═══ RECORDED DATA ═══

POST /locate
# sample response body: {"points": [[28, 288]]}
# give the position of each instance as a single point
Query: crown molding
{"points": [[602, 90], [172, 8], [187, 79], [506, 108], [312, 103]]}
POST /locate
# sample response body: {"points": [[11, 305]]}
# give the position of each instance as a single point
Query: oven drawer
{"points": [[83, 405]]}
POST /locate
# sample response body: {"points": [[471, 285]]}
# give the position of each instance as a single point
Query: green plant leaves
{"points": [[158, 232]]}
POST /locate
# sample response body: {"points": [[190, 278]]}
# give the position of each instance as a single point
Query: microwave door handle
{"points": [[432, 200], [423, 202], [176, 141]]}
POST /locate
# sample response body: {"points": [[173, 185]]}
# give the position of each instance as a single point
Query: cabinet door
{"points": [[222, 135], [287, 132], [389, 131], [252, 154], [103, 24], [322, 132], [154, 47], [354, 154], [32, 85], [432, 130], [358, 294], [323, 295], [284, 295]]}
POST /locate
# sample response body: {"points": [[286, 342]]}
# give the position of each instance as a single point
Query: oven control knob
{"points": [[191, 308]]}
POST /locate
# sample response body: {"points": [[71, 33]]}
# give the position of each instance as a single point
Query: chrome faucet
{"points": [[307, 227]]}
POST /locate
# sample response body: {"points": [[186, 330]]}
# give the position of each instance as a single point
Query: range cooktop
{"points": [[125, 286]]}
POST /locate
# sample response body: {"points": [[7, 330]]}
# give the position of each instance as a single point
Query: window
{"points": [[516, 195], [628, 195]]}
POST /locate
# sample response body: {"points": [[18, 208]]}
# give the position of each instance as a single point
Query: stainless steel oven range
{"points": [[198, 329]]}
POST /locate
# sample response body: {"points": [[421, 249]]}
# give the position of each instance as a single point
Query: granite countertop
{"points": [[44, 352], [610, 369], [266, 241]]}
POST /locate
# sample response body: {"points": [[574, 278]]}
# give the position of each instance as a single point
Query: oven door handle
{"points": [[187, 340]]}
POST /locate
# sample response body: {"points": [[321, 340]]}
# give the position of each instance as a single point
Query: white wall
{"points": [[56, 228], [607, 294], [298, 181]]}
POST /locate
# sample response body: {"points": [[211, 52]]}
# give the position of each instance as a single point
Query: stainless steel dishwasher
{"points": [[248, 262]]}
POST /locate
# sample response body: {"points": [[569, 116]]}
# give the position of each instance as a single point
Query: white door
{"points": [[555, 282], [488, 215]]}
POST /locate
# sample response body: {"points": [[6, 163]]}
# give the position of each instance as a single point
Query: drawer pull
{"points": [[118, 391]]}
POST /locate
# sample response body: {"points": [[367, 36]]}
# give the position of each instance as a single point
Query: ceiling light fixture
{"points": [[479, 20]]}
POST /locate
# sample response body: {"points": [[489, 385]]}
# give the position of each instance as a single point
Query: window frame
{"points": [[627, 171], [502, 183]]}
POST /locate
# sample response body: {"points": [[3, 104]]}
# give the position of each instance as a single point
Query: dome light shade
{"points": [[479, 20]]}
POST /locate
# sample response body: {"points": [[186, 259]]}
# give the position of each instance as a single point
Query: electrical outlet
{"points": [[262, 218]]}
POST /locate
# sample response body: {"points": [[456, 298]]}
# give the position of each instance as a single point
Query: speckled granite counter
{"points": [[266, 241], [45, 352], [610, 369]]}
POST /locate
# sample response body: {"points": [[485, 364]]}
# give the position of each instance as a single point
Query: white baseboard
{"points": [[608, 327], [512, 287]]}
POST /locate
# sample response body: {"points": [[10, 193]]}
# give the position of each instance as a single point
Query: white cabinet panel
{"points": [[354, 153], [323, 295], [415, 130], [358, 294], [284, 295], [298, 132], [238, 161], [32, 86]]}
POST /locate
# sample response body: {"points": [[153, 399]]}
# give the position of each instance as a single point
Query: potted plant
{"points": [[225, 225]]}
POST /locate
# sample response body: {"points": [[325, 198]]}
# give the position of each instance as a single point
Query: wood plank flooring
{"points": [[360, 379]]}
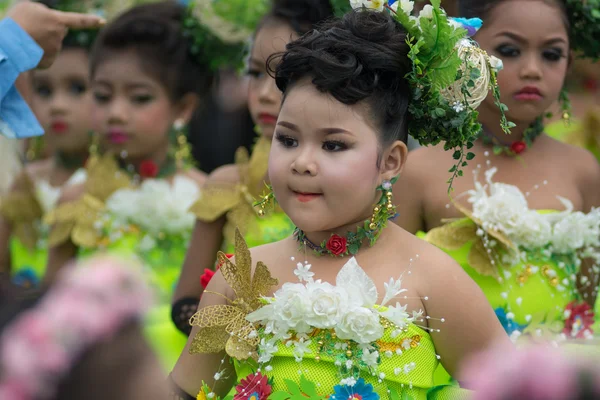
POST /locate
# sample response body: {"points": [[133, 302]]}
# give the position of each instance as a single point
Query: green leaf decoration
{"points": [[280, 395]]}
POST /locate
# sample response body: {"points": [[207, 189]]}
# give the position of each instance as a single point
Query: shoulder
{"points": [[196, 175], [225, 174]]}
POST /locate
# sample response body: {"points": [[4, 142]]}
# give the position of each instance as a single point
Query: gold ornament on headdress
{"points": [[455, 234], [76, 220], [224, 326], [23, 210], [236, 199]]}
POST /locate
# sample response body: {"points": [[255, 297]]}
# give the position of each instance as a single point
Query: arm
{"points": [[470, 325], [18, 53], [192, 369]]}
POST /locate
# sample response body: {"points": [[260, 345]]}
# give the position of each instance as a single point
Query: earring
{"points": [[385, 208], [183, 152], [94, 144], [565, 106], [266, 202]]}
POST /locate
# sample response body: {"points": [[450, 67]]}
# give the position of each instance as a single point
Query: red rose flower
{"points": [[518, 147], [148, 169], [254, 387], [580, 319], [336, 245]]}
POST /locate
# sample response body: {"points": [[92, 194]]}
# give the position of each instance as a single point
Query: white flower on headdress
{"points": [[496, 63], [368, 4], [426, 12], [405, 5]]}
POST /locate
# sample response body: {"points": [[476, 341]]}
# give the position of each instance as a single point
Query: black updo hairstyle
{"points": [[483, 8], [154, 32], [300, 15], [362, 56]]}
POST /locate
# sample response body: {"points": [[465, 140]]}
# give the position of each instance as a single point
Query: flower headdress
{"points": [[450, 77], [220, 30], [87, 304]]}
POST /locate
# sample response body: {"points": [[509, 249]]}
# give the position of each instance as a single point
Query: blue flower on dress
{"points": [[359, 391], [472, 25], [26, 278], [508, 324]]}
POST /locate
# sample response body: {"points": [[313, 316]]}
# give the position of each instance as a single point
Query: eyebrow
{"points": [[326, 131], [521, 39]]}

═══

*WHAT TO DO*
Omit every picture while copying the listing above exactly.

*RESULT*
POST /locate
# sample response body: {"points": [[28, 288]]}
# give the position of each instance as a single point
Query: crown molding
{"points": [[602, 90], [172, 8], [187, 79], [506, 108], [312, 103]]}
POST /locate
# sample response body: {"points": [[11, 305]]}
# give the position of each instance as a single point
Query: oven drawer
{"points": [[83, 405]]}
POST /locate
# sample response body: {"points": [[471, 285]]}
# give the position of each instance as a single point
Query: green plant leaves
{"points": [[158, 232]]}
POST /locate
# sample response body: {"points": [[190, 278]]}
# give the position of each instance as a single point
Query: microwave door handle
{"points": [[432, 200], [423, 202], [176, 141]]}
POST /locate
# sample response body: {"points": [[173, 185]]}
# give the position of each instance as a single point
Query: cabinet door
{"points": [[222, 135], [287, 132], [389, 131], [252, 154], [103, 24], [322, 132], [154, 47], [354, 154], [32, 85], [432, 130], [358, 294], [323, 295], [284, 295]]}
POST /locate
# sample response body: {"points": [[286, 342]]}
# give the position of each instance as a single point
Query: oven control knob
{"points": [[191, 308]]}
POST /locate
# sample response body: {"points": [[71, 33]]}
# give the position of each instance as a single point
Query: chrome faucet
{"points": [[307, 227]]}
POST /locate
# sample response body: {"points": [[186, 330]]}
# give the position of each instance as a single point
Query: range cooktop
{"points": [[125, 286]]}
POST /locate
# sample response body: {"points": [[7, 330]]}
# give the position of each instance as a single point
Query: window
{"points": [[516, 195], [628, 195]]}
POST /locate
# sample response body: {"points": [[18, 208]]}
# give the position of each instance as a single point
Query: stainless steel oven range
{"points": [[198, 329]]}
POST /locate
# sample response body: {"points": [[421, 249]]}
# give the position of each instance as a single point
Query: granite countertop
{"points": [[44, 352], [610, 369], [266, 241]]}
POST /locate
# sample response body: {"points": [[574, 278]]}
# give the position of each instance as a single point
Query: oven door handle
{"points": [[187, 340]]}
POST /locate
# sample response body: {"points": [[321, 340]]}
# give the position of each instance as a single point
Query: white wall
{"points": [[56, 228], [607, 294], [298, 181]]}
POST /locate
# sample response body: {"points": [[211, 52]]}
# give the position of each instance as a single point
Query: stainless steel dishwasher
{"points": [[248, 262]]}
POST /locate
# sample response body: {"points": [[569, 116]]}
# give the position of each instance as a single point
Query: white door
{"points": [[555, 282], [488, 215]]}
POST /locate
# sample response body: {"points": [[6, 163]]}
# give the position of each instance as a single point
Query: drawer pull
{"points": [[118, 391]]}
POST /locate
# sample response body: {"points": [[367, 36]]}
# give the position of each instance as a single point
Query: ceiling light fixture
{"points": [[479, 20]]}
POST /locate
# sample response body: {"points": [[489, 385]]}
# give the position of each instance as a single point
Query: window frame
{"points": [[627, 171], [502, 183]]}
POST /locate
# sample response body: {"points": [[3, 104]]}
# give the position of each instance as a single point
Query: dome light shade
{"points": [[479, 20]]}
POST /locate
# sample response body: {"points": [[186, 259]]}
# give the position of each instance as a single point
Query: electrical outlet
{"points": [[262, 218]]}
POST /locate
# sample response body: {"points": [[456, 298]]}
# give the position of each instance as a single point
Query: speckled granite counter
{"points": [[266, 241], [45, 352], [610, 369]]}
POST /locate
# sample response body: {"points": [[485, 364]]}
# give the position of each instance as a single point
Query: white baseboard
{"points": [[608, 327], [512, 287]]}
POST /locate
# sample response body: {"points": [[10, 193]]}
# give the position of each instance as a single point
Query: white cabinet panel
{"points": [[354, 153], [323, 295], [415, 130], [358, 294], [284, 295], [298, 132], [238, 161], [32, 86]]}
POST /locate
# sample response body: {"points": [[153, 399]]}
# give the position of each instance as a single point
Query: potted plant
{"points": [[225, 225]]}
POST /locate
# sample response body: {"points": [[325, 198]]}
# give the position of each instance as a single point
Query: wood plank flooring
{"points": [[360, 379]]}
POST /locate
# sample response body: {"points": [[133, 302]]}
# give the position of each instance as a single point
Query: green leaf decoration
{"points": [[280, 395]]}
POST /locate
# sample response body: {"points": [[207, 189]]}
# give the position of each instance as a single point
Query: shoulder
{"points": [[196, 175], [225, 174]]}
POST /locate
# sample response body: {"points": [[4, 142]]}
# give the position of each instance as a single point
Query: gold ornament on headdress
{"points": [[455, 234], [76, 220], [224, 326], [23, 210], [236, 199]]}
POST /locate
# sample response body: {"points": [[255, 297]]}
# give the position of each instance as a single point
Query: arm
{"points": [[470, 325], [18, 53], [192, 369]]}
POST /locate
# sample response body: {"points": [[260, 345]]}
# give the position of each instance as a single point
Query: earring
{"points": [[385, 208], [183, 152], [94, 144], [565, 106], [266, 202]]}
POST /locate
# sample response body: {"points": [[450, 67]]}
# give the position of each instance as a single point
Query: red rose flower
{"points": [[518, 147], [148, 169], [254, 387], [580, 319], [336, 245]]}
POST /locate
# sample response body: {"points": [[92, 194]]}
# give the position of each instance as a single point
Query: white flower on headdress
{"points": [[496, 63], [368, 4], [426, 12], [405, 5]]}
POST /locate
# sample response body: {"points": [[476, 341]]}
# give the position of each instance as a single point
Query: black updo hairstyle
{"points": [[483, 8], [154, 32], [300, 15], [362, 56]]}
POST /locate
# sample response body: {"points": [[465, 140]]}
# give the position of each instance as a single point
Query: flower headdress
{"points": [[450, 77], [220, 30], [87, 304]]}
POST /locate
# sample response body: {"points": [[509, 249]]}
# give the position of each instance as a single point
Query: blue flower on dress
{"points": [[359, 391], [472, 25], [26, 278], [508, 324]]}
POST /locate
# sample response body: {"points": [[313, 316]]}
# give the position of each instance as a single point
Query: eyebrow
{"points": [[326, 131], [521, 39]]}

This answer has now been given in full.